▶ [Directions]: Copy out the records below word for word, from the line containing "harness in the picture above?" through the last line, inclusive.

▶ [Dataset excerpts]:
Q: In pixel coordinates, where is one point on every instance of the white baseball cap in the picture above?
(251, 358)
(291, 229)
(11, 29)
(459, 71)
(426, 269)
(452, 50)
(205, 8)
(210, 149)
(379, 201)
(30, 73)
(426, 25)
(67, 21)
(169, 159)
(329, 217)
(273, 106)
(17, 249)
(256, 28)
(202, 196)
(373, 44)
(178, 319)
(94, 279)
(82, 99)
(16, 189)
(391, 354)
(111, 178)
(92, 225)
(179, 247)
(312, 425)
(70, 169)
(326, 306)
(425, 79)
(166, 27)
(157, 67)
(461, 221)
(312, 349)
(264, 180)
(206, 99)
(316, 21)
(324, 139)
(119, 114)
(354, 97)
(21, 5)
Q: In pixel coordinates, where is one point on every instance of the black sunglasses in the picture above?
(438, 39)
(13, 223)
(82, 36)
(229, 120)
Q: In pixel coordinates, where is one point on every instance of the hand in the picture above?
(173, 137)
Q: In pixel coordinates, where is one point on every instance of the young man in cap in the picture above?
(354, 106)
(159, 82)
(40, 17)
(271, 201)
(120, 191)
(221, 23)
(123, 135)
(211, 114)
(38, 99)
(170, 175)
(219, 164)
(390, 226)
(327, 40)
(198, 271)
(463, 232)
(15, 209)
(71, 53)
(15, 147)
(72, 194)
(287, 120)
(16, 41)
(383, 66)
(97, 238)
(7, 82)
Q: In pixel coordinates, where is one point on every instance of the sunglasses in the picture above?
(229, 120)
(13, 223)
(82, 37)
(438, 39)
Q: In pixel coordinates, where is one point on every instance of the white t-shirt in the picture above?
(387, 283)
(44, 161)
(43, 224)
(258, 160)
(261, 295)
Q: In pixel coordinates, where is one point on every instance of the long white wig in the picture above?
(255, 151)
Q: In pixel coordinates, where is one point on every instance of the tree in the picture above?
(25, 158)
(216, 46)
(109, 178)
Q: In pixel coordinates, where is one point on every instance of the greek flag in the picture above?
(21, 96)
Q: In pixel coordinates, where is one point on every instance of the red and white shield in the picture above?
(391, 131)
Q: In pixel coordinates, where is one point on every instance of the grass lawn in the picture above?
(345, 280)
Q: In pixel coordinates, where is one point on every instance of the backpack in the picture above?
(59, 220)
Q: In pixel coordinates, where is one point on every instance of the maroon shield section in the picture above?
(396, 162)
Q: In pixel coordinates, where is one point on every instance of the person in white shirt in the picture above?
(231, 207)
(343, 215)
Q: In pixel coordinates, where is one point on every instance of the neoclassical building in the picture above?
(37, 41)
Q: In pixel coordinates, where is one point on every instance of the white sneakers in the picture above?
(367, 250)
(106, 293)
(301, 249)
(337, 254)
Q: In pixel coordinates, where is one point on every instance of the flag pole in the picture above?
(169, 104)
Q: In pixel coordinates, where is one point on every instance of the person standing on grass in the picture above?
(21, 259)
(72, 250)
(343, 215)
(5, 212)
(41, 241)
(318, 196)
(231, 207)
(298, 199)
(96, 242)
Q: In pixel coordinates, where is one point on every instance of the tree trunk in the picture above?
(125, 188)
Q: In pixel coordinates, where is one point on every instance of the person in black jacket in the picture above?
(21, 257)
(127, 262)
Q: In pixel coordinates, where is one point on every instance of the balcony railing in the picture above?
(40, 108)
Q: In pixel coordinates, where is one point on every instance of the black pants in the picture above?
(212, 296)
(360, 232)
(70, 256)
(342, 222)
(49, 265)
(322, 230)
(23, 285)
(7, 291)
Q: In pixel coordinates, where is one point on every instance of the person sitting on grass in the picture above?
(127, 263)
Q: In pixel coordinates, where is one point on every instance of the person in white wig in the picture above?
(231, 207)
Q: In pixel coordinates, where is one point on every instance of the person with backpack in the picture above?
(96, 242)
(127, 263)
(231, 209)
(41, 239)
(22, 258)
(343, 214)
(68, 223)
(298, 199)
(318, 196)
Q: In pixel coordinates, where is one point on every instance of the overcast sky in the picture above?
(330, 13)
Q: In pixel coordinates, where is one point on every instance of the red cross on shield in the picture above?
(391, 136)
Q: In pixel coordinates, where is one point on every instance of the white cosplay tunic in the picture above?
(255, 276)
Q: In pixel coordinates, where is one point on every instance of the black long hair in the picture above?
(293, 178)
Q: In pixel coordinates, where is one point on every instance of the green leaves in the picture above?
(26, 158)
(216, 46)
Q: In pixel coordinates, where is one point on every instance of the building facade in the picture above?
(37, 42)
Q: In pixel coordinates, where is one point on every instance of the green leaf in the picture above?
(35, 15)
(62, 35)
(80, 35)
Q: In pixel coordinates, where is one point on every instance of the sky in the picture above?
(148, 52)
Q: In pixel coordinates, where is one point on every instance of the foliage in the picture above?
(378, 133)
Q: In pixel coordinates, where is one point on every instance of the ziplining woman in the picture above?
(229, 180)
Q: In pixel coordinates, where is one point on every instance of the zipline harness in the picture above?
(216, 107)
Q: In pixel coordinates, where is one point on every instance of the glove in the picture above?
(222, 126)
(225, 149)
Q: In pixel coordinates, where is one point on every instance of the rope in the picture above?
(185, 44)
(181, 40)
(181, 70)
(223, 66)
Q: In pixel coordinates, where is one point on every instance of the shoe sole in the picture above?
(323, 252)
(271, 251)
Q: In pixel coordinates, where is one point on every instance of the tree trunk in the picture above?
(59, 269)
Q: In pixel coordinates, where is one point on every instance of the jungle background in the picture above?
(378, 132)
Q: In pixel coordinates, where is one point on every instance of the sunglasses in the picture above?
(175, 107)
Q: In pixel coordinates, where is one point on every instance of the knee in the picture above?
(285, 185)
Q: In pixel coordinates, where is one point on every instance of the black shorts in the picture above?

▶ [Answer to this exercise]:
Q: In pixel coordinates, where is one point on every instance of the zipline harness in the picture above?
(216, 107)
Q: In pixel coordinates, where is one point on every instance of the glove in the picture above?
(222, 126)
(225, 149)
Q: In pixel coordinates, where is one point on every instance of the rope in the picture above?
(185, 44)
(181, 40)
(181, 70)
(223, 66)
Q: In pixel coordinates, where is one point on every instance of the shoe sole in the picture above?
(323, 252)
(271, 251)
Q: In pixel coordinates, where is one point on every instance of the tree trunk in the picture above?
(59, 269)
Q: In pixel coordinates, where is one point on every instance of the jungle background in the picture above?
(378, 132)
Q: In pixel coordinates, where is one point on every instance of the sunglasses in the picture above?
(175, 107)
Q: In pixel coordinates, where is one point on every instance of the knee in the picture above?
(285, 185)
Q: In pixel coordinates, where is one point on every instance of the black shorts in the picture above?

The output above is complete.